* **SET TASK 1**: Reproduce all of the records below character for character.
* **SET TASK 2**: Carry on the article about synthesizing timpani, starting right after its final sentence.

* **SOURCE**:
Practical Percussion Synthesis: Timpani

Building on the theory of what makes up the sound of timpani, this month's Synth Secrets reveals how to synthesize realistic kettle drums using a Korg MS20 and a Yamaha DX7.

Last month, I spent the whole of Synth Secrets introducing the various families of percussion instruments, and conducting a detailed analysis of one small sub-class of these: the pitched membranophones. This month, having primed you with all the theory of kettle drums (or timpani), I'll investigate a number of ways to translate what you have learned into practical synthesis.

More About Spectrograms

I'll start with last month's Figure 11, reproduced here as Figure 1. This is a simplified and idealised spectrogram of the sound of a single kettle drum being struck once.

Figure 1: [top-left] A simplified spectrogram of the sound of a kettle drum. Figure 2: [top-right] Understanding the spectrogram. Figure 3: [bottom-left] Striking the same kettle drum three times.Spectrograms are very useful because, although drawn in two dimensions, they represent all three dimensions of sound: time, frequency, and loudness. OK, it's easy to see the time and frequency axes, but where is the loudness information? Well, in my diagram it's represented by the brightness of the red at any given point on the chart. I'll give you an example: the point marked '1' in Figure 2 represents a sound of frequency 150Hz, measured 0.1 seconds after the start of the spectrogram, with an intensity of around 95 percent of maximum amplitude. Likewise, the point marked '2' represents a component of frequency 750Hz, 0.3 seconds after the start of the spectrogram, with an intensity of about 35 percent. Of course, it's highly unlikely that all the components of the sound would start at the same amplitude, but I'll address that issue later.

Now that you understand what Figure 1 is telling you, you should be able to 'see' how a single strike of the kettle drum sounds. You should also be able to hypothesise that the sound produced by striking the drum three times (thus re-energising the sound on each occasion) will look like Figure 3.

Modelling Timps — Pitched Modes

These spectrograms give a strong clue about how to model the sound of timpani. As you can see, Figure 3 depicts five strong partials in the sound, plus a wash of frequencies that decay more quickly than those partials.

I don't know about you, but Figure 3 screams 'additive synthesis' to me. I first introduced this in part 14 of this series (see SOS June 2000), at the end of which I drew the block diagram shown in Figure 4. This architecture may look complex, but it's not. Starting from the left, there's a single trigger which, in the real world, will be provided by a keyboard. This trigger initiates the action of six contour generators. Four of these control the gain of Amplifiers 1 to 4, which pass the outputs from Oscillators 1 to 4. The other two control the cutoff frequency of a filter and the gain of an amplifier that, in turn, determine the tone and loudness of the contribution of a noise generator.

Figure 4: [left] An additive synthesizer, as introduced in Part 14 of this series. Figure 5: [top-right] The decay times of the first nine kettle drum partials. Figure 6: [bottom-right] An approximation to the relative amplitudes of the major kettle drum partials.

Let's now choose the frequencies and waveforms for the oscillators. This is simple: you know from last month that the relative frequencies of the first four radial modes are as shown in Table 1, so, if you know the frequency of the principal 1,1 mode, you can calculate the frequencies of the others.

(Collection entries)
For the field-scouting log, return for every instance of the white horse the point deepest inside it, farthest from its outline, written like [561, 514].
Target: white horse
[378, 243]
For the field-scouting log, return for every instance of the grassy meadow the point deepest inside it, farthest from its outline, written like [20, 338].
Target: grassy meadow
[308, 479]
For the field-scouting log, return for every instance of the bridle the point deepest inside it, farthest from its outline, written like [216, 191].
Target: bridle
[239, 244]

* **FINAL RESULT 1**:
For the field-scouting log, return for every instance of the white horse the point deepest inside it, farthest from its outline, written like [561, 514].
Target: white horse
[378, 243]
For the field-scouting log, return for every instance of the grassy meadow the point deepest inside it, farthest from its outline, written like [20, 338].
Target: grassy meadow
[308, 479]
For the field-scouting log, return for every instance of the bridle the point deepest inside it, farthest from its outline, written like [216, 191].
Target: bridle
[239, 244]

* **FINAL RESULT 2**:
Measurements of real timpani show that the principal frequency of a large kettle drum is higher than you might expect. In these days of super-deep analogue thumps and almost subsonic bass, a kettle drum has a (not particularly deep) principal frequency of around 150Hz. This is all you need to work out the frequencies of the first four modes (they're shown in Table 2). Furthermore, because I'm talking about individual modes of vibration, the waveforms are sine waves.

Now let's consider contour generators 1 to 4. Looking at the spectrogram, it's clear that each should generate a simple Attack/Decay/Release contour with Attack = 0, and equal Decay/Release rates (ensuring that each contour completes its decay whether you hold the key or release it before each note is concluded). However, it's also clear that the four contours should have different values for the Decay/Release.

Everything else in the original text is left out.